*Article*.
◆ ◆ ◆ ◆

For a 10,000-contact list, verification typically completes in 5-10 minutes. You'll get back a detailed results file showing each email's status along with boolean flags for disposable, role-based, free service, and other attributes.
Step 3: Filter Your Results
Split your verification results into groups:
Import immediately: Addresses with a "passed" status. These are confirmed valid and safe to send.
Remove entirely: Addresses with a "failed" status (mailbox doesn't exist, domain invalid, syntax errors). Also remove anything flagged as disposable or as a known spam trap. These should never enter your Klaviyo account.
Import with caution: Addresses with "unknown" status (typically catch-all domains or servers that use greylisting). These might be valid but you can't confirm it. Import them, but tag them with a custom property so you can segment and monitor their engagement separately.
Evaluate case-by-case: Role-based addresses (info@, support@, sales@). These are technically valid but tend to have low engagement and aggressive spam filtering. For B2C brands, skip them. For B2B, keep them but segment separately.
Step 4: Prepare Your Import CSV
Now build your final import file. Start with only the addresses that passed verification (plus any "unknown" addresses you decided to keep). Add back all your original data columns - first name, last name, custom fields, whatever you need in Klaviyo.
Here's the key step most guides skip: add a column for verification status. This becomes a custom property in Klaviyo that you can use for segmentation later.
Importing Verification Data as Custom Klaviyo Properties
This is where verification pays dividends beyond just list cleaning. By importing verification metadata as custom Klaviyo properties, you create permanent data points on each profile that power smarter segmentation.
Structure your import CSV with these additional columns:
| CSV Column Name | Klaviyo Property | Example Values | Use Case |
|---|---|---|---|
| verification_status | Email Verification Status | passed, unknown | Segment by confidence level |
| is_free_email | Free Email Provider | true, false | B2B vs B2C segmentation |
| is_role_account | Role Based Email | true, false | Exclude from promotional sends |
| is_catchall | Catch-All Domain | true, false | Monitor engagement, suppress if inactive |
| verification_date | Last Verified Date | 2026-03-08 | Track when re-verification is needed |
When you import this CSV into Klaviyo, these columns automatically become custom properties on each profile. You can then build segments like "Catch-all domains with no opens in 30 days" or "Unknown verification status AND subscribed more than 90 days ago" to make smarter suppression decisions.

◆ ◆ ◆ ◆

*Material provided*.
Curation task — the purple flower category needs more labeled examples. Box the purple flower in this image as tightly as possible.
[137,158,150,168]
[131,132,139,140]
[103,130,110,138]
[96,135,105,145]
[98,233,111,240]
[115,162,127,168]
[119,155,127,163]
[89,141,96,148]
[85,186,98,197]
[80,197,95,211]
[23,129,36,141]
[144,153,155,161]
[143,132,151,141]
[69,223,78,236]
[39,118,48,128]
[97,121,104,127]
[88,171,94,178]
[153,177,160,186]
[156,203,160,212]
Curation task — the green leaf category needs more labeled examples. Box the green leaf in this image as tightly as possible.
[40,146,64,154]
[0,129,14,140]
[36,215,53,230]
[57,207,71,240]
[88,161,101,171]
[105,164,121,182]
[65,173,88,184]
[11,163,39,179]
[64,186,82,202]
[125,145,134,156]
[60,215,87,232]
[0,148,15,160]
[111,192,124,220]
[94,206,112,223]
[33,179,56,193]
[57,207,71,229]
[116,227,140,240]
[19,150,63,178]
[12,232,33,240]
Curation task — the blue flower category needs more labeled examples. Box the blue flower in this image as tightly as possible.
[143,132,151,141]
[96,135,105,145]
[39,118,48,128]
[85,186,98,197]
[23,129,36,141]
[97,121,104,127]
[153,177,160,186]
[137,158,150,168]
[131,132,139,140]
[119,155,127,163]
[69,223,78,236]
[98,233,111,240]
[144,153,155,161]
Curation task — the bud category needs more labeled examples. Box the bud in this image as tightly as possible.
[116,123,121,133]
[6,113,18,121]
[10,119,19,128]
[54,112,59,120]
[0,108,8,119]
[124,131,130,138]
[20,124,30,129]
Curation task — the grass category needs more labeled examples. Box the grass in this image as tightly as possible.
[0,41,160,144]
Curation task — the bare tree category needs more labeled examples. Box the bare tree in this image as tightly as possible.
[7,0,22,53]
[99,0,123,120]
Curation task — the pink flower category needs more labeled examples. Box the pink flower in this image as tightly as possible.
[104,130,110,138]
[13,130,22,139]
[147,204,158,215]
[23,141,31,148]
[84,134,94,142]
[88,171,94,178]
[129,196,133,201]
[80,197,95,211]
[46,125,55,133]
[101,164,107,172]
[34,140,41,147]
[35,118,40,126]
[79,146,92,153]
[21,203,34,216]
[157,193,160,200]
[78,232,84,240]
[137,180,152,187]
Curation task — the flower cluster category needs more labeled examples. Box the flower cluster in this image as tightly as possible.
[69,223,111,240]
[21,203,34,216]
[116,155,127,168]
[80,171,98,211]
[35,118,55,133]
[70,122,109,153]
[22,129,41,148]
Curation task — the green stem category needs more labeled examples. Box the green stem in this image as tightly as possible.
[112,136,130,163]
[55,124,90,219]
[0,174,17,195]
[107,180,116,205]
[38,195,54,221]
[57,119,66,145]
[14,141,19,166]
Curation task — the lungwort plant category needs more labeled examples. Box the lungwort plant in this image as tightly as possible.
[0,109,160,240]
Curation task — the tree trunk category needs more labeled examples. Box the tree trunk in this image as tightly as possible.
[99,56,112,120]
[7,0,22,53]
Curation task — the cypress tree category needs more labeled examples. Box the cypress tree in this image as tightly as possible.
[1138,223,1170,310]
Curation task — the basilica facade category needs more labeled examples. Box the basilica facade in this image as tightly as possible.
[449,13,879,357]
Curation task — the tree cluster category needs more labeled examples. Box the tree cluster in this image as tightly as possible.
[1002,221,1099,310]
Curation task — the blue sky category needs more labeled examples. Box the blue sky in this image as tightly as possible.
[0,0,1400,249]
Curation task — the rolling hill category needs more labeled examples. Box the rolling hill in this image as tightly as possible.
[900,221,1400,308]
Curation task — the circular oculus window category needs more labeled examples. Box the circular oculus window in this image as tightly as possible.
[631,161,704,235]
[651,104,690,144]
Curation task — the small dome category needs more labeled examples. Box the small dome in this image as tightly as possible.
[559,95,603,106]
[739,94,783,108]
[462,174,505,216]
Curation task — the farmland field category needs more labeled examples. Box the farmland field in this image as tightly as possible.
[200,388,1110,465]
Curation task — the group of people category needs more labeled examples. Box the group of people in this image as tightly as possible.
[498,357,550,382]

◆ ◆ ◆ ◆

*Directives*.
**1.** According to the email verification guide, how long does verification usually take for a list of 10,000 contacts?
**2.** Pick up the email verification guide after its last sentence and keep writing.

*Set of answers*.
**1.** 5-10 minutes

**2.**
This approach is more powerful than a simple clean/dirty split because it gives you nuance. A catch-all domain isn't necessarily bad - it just needs closer monitoring. A role-based address might be your biggest B2B buyer's team inbox. The metadata lets you make informed decisions instead of crude bulk actions.
Don't Forget Suppression Lists
Verification handles invalid addresses. But you also need to bring over your suppression data from wherever your contacts lived before. This is a step that gets missed constantly during Klaviyo migrations, and the consequences can include compliance violations and spam complaints.
What to suppress in Klaviyo before you send anything:
Previous hard bounces from your old ESP. People who unsubscribed from your old platform. Contacts who filed spam complaints. Anyone who requested data deletion under GDPR or CCPA. And the invalid addresses that your verification flagged as "failed."
Klaviyo has a specific suppression import process: go to Audience, then Lists & Segments, click the Profiles dropdown, and select "Suppressed Profiles." You can upload a CSV of email addresses to suppress directly. Do this BEFORE your first campaign send.
If you're migrating from Mailchimp specifically, Klaviyo's built-in Mailchimp integration syncs your cleaned and unsubscribed contacts automatically. But if you're coming from any other source, the suppression list is a manual step you can't skip.
Keeping Your Klaviyo List Clean After Import
Importing a clean list is the starting point, not the finish line. Email addresses go bad at roughly 2% per month. A year from now, over 20% of the list you just imported could be invalid if you're not actively maintaining it.
Build an Unengaged Segment
Klaviyo's documentation recommends creating a segment of contacts who haven't opened or clicked in 90 days (or 30 days if you send daily). The segment definition looks like: "Person has received email at least 5 times in the last 90 days AND has not opened email at least once in the last 90 days AND has not clicked email at least once in the last 90 days."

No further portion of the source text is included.